Print the data exactly, leaving nothing out.

======== PROVIDED RECORDS

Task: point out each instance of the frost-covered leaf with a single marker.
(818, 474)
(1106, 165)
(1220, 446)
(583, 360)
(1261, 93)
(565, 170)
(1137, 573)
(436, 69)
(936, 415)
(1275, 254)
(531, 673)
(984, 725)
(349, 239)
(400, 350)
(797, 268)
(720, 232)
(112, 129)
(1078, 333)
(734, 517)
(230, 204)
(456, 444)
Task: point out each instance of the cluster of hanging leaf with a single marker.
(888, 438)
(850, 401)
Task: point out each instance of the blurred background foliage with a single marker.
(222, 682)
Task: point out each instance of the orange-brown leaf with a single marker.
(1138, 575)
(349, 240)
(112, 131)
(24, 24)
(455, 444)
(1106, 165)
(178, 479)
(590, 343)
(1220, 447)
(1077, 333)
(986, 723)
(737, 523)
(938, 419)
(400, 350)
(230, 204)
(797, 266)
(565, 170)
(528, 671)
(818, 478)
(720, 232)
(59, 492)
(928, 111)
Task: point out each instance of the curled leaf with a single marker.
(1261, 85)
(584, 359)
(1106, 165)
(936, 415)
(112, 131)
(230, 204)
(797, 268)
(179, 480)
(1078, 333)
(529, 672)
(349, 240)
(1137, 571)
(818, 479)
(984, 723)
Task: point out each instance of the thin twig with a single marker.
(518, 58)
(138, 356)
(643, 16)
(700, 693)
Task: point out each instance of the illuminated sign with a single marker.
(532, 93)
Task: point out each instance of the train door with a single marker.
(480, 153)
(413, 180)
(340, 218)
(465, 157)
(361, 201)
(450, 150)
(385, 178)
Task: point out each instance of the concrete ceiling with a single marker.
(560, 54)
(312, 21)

================

* SOLUTION TO THIS PROBLEM
Task: point out each instance of the frost-covered leaf with a single marker.
(818, 474)
(1106, 165)
(1220, 446)
(583, 360)
(1261, 93)
(565, 170)
(1137, 573)
(436, 69)
(936, 415)
(1275, 254)
(531, 673)
(984, 725)
(349, 239)
(400, 350)
(797, 268)
(720, 232)
(112, 129)
(1078, 333)
(734, 517)
(230, 204)
(456, 444)
Task: point out each instance of the cluster of hanging leaf with a single marker.
(888, 438)
(850, 401)
Task: point out each instance of the blurred background foliage with a single marker.
(222, 682)
Task: point out each instance of the orange-brown leaf with a single marker.
(1138, 575)
(349, 240)
(112, 131)
(24, 24)
(455, 444)
(1106, 165)
(178, 479)
(590, 343)
(1220, 447)
(1077, 333)
(986, 723)
(737, 523)
(938, 419)
(400, 350)
(230, 204)
(797, 266)
(565, 170)
(528, 671)
(818, 478)
(720, 232)
(59, 492)
(928, 111)
Task: point out each instance of the curled leaf with a single marker.
(1261, 85)
(584, 359)
(1106, 165)
(936, 415)
(112, 131)
(230, 204)
(797, 268)
(179, 480)
(1078, 333)
(529, 672)
(349, 240)
(1137, 571)
(818, 479)
(984, 723)
Task: point out each instance of the thin twig with a single marker.
(518, 58)
(138, 356)
(643, 16)
(700, 693)
Task: point out each instance of the illuminated sign with a single marker.
(532, 93)
Task: point out each instance of the train door with a single marker.
(480, 153)
(413, 180)
(340, 218)
(465, 157)
(361, 201)
(450, 150)
(385, 178)
Task: point out each instance of the concrete ceiling with a single marker.
(560, 54)
(312, 21)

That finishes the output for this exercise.